— START Passage —
This week, in The Virtual Whirl, we're looking at a major business pitfall, and one which afflicts many virtual environment and MMOG developers/operators at one time or another.

Linden Lab demands respect, but it has forgotten how to command it.

It's not really the fault of any individual, but rather a cultural thing which exists or fails to exist independent of its employees. Respect is earned, and organizations that have it have evolved processes and principles that are endemic and contribute to that acquisition.

How the company does business with others, and quite crucially how it does business within itself forms the foundation on which an organization gains or loses the respect of customers and/or the general public. Those processes are the foundation for corporate culture, and far more important than any espoused values might be. Values are named, but process is what is done.

Thomas Malaby who spent a year analyzing Linden Lab as an ethnographic study – and others since – observed that while the early Linden Lab held the belief that they had little control over Second Life and that that was as it should be, the Lab frequently acted as if the opposite were true.

That dichotomy over a considerable period of time has eroded some of the Lab's cultural underpinnings, driving the corporate persona far from its own perceptions. That's a difficult position to recover from, and the longer that it persists, the harder, longer and more expensive it gets to correct.
— END Passage —
— START Given material —
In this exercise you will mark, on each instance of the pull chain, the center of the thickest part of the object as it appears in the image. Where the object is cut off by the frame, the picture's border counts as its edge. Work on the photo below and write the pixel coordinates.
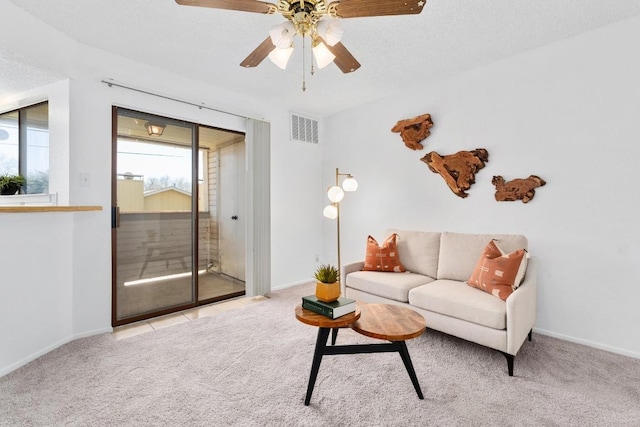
(311, 59)
(304, 84)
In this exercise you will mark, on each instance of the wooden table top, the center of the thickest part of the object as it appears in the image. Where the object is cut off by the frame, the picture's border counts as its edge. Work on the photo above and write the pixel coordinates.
— END Given material —
• **What the task asks**
In the passage about Linden Lab, how long did Thomas Malaby spend analyzing the company as an ethnographic study?

• **The solution**
A year.